◆ **WORK INSTRUCTIONS**: Put the part of the records below that opens at their start and closes with the line containing "<point>368,282</point>" into a two-column CSV with columns text and answer, one row per record. Wrap each field in quotes and replace its line breaks with spaces.

· · ·

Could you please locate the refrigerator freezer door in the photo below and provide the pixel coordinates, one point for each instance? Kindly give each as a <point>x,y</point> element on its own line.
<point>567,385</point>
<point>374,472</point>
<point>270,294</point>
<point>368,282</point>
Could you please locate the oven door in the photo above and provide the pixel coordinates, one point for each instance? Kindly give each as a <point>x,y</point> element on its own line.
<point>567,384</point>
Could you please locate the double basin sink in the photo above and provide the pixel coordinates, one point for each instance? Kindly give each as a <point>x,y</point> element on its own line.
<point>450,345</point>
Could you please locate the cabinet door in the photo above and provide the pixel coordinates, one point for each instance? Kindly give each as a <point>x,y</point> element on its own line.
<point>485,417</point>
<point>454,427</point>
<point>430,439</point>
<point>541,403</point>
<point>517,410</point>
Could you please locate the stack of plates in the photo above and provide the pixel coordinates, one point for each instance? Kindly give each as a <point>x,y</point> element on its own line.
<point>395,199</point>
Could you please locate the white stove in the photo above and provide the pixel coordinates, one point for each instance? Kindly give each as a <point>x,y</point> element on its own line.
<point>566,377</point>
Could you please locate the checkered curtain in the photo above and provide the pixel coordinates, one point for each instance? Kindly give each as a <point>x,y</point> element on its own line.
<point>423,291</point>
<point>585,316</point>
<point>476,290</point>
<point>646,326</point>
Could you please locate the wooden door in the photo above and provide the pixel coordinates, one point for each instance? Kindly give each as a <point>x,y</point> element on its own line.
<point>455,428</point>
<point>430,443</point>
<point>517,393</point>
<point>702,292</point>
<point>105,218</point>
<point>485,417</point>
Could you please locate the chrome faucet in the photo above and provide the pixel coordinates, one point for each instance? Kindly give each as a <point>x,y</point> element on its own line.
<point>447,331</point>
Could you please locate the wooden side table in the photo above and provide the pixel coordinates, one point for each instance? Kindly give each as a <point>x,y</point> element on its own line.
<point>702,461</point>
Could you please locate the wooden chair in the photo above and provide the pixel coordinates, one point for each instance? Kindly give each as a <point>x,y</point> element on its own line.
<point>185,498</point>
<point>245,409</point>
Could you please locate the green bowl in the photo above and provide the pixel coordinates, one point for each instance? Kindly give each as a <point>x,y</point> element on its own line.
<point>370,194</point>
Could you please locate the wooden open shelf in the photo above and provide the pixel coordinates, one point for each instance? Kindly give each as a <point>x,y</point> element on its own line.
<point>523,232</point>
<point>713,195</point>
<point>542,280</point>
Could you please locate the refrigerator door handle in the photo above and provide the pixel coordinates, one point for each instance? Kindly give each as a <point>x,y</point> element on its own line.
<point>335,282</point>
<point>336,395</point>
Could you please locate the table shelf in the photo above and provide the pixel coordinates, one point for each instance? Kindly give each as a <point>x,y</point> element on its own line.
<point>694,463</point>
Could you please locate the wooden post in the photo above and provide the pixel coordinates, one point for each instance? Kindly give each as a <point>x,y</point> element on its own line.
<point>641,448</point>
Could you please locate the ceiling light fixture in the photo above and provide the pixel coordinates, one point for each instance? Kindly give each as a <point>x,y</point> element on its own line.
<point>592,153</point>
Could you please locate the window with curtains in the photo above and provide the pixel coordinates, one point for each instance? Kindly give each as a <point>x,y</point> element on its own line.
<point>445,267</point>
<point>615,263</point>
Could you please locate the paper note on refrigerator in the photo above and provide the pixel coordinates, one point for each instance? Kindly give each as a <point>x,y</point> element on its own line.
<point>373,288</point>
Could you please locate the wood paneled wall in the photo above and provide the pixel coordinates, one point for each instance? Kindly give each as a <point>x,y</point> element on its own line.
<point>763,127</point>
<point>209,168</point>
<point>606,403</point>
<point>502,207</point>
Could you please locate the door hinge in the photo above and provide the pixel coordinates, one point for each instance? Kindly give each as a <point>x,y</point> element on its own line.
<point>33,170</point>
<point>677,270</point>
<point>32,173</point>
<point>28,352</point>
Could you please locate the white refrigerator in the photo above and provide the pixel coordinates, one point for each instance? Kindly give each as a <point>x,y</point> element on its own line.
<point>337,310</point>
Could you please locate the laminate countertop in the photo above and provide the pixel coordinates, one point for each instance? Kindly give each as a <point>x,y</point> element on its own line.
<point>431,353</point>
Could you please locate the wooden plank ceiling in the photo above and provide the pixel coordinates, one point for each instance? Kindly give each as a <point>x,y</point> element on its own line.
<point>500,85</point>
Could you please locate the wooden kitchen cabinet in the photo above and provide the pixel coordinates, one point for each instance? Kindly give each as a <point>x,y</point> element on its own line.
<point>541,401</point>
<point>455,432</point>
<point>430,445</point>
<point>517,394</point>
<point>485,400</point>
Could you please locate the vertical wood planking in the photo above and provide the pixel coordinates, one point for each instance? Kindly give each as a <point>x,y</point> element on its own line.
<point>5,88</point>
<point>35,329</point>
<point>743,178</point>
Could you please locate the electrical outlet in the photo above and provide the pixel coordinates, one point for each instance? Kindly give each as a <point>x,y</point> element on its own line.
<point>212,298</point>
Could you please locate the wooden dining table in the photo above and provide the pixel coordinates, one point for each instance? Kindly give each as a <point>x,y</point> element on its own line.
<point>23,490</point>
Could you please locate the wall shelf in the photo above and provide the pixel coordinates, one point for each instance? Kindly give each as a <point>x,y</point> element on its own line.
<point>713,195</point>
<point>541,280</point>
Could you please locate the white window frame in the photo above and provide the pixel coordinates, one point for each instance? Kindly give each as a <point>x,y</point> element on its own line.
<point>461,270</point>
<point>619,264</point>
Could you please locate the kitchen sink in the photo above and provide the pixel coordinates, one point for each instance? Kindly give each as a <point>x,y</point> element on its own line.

· · ·

◆ **EXERCISE RESPONSE**:
text,answer
"Could you please locate the refrigerator freezer door in the photo below and provide the pixel coordinates, one point for each instance? Kindly give each as a <point>x,y</point> element on its own line.","<point>567,385</point> <point>374,472</point> <point>270,294</point> <point>368,282</point>"